◆ Task prompt
Only the lines from the line holding "Every instance of the grey thatched" to the last line should be output, each exactly as given.
======== Material for the task ========
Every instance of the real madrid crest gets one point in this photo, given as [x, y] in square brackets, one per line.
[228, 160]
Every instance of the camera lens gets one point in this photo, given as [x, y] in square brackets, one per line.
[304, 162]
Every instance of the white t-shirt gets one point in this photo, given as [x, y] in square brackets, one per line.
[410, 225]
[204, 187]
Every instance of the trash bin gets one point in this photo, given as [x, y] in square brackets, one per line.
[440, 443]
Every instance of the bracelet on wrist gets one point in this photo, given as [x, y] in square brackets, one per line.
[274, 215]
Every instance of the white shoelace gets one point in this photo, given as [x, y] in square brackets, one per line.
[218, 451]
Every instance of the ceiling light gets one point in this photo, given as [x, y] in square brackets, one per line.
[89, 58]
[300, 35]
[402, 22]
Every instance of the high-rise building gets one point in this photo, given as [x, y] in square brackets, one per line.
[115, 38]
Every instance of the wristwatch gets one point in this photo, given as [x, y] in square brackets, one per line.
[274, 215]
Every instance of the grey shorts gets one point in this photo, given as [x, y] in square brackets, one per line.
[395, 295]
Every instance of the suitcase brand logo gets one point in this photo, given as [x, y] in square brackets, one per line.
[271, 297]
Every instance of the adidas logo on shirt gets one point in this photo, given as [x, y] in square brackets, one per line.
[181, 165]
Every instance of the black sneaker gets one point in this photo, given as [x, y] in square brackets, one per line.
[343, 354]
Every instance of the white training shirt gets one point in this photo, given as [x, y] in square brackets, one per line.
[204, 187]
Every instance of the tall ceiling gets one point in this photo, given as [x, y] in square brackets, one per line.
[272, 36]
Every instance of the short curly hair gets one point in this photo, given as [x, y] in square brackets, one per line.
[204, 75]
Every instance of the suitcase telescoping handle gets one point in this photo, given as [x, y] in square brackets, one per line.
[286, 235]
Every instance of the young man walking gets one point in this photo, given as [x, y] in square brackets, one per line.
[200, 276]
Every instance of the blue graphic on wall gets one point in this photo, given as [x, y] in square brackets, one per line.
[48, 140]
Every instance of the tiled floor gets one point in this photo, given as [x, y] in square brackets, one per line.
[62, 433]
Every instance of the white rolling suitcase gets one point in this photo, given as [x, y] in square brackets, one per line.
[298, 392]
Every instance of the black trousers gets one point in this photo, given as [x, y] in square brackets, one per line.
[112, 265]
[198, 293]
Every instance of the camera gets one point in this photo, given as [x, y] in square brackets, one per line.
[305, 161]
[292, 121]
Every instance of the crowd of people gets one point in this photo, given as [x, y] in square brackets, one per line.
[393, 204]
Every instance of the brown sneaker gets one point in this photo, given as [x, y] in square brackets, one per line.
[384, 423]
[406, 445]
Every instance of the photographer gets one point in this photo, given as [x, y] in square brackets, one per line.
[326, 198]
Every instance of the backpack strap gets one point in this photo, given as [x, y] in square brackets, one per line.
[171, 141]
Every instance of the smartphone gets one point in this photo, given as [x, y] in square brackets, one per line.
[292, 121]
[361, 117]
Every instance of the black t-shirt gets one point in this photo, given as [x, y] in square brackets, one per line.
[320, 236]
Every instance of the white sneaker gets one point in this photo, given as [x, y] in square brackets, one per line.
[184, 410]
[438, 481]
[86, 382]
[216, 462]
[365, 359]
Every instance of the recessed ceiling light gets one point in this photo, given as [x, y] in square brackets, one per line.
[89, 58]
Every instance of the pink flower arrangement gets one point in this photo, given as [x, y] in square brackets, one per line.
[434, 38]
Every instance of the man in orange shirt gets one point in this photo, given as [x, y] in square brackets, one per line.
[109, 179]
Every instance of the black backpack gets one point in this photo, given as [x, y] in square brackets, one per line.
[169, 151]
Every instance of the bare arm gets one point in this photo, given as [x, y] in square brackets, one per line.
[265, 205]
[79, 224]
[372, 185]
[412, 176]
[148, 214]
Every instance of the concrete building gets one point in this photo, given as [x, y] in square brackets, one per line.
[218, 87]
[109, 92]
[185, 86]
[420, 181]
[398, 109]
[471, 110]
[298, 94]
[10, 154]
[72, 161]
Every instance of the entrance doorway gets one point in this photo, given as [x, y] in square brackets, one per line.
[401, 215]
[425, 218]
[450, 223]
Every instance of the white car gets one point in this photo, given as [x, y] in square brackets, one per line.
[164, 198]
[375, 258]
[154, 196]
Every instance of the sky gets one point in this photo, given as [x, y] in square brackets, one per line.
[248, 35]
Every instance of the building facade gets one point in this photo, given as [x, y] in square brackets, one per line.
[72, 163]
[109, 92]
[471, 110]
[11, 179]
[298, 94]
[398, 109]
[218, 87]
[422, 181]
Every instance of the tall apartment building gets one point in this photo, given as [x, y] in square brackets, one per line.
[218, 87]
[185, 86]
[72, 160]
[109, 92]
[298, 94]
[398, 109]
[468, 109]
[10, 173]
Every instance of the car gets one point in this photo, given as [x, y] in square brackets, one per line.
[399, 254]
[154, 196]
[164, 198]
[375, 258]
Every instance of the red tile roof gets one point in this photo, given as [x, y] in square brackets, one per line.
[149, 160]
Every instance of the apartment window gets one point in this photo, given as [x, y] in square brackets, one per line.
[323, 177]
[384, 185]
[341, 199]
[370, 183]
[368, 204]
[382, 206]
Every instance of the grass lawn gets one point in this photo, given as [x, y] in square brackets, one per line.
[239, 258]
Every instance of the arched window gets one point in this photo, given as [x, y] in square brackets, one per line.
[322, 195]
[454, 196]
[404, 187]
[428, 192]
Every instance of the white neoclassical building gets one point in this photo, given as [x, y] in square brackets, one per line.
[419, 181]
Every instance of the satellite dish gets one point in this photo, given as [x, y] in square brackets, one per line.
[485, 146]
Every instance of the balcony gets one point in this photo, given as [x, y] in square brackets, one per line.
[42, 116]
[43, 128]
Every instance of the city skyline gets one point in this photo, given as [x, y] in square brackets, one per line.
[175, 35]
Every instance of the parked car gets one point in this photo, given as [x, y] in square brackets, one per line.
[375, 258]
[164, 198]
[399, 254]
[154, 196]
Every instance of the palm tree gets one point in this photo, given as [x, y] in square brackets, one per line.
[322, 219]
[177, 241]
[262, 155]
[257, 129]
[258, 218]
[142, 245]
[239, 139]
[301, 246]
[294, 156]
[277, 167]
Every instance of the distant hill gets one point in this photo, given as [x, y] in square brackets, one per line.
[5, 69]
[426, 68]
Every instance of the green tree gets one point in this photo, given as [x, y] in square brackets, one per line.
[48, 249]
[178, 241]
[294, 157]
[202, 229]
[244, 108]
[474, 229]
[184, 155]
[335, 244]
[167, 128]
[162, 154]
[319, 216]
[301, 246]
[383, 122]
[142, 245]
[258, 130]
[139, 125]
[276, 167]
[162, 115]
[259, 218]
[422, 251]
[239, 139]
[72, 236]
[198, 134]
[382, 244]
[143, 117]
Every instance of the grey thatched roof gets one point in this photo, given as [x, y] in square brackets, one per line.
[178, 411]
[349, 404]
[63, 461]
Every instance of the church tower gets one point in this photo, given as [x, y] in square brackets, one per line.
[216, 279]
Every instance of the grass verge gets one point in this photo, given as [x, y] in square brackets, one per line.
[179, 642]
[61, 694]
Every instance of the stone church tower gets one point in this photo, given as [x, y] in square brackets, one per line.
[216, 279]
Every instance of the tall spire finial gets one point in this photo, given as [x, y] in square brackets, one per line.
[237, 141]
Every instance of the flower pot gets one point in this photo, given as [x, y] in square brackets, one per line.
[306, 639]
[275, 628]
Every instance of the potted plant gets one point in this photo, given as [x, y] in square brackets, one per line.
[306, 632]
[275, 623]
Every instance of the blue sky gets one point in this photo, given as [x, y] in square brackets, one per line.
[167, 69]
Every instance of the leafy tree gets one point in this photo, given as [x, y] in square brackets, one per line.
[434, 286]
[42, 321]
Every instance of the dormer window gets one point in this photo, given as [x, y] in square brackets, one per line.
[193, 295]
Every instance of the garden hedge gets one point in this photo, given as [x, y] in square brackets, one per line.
========
◆ Result of the task
Every instance of the grey thatched roof gets one point in this photo, given as [x, y] in square brackets, one per line.
[178, 411]
[349, 404]
[63, 461]
Every instance of the church tower gets one point in this photo, given as [x, y] in square brackets, one per line.
[216, 279]
Every instance of the grass verge gets one point in this photo, given as [x, y] in square brackets, one per line.
[179, 642]
[61, 694]
Every instance of the stone church tower gets one point in this photo, given as [x, y] in square brackets, one per line.
[216, 279]
Every instance of the tall spire finial gets one point in this photo, given as [x, y] in square brackets, one per line.
[237, 141]
Every instance of the flower pot gets one point in this photo, given as [x, y] in square brackets, one per line.
[306, 639]
[275, 628]
Every instance of the potted plant gets one point in this photo, given as [x, y] in square brackets, one per line.
[306, 632]
[275, 623]
Every instance of the blue sky gets one point in this photo, given as [x, y] in square brackets, one per line.
[167, 69]
Every instance of the leafy tree gets one point in this photo, given as [x, y] in square brackets, one per line.
[434, 286]
[42, 321]
Every instance of the dormer window gets one point in this photo, given as [x, y] in square brackets, one per line.
[193, 295]
Every instance of the garden hedge gets one point in this photo, given as [x, y] in square brackets, one per line.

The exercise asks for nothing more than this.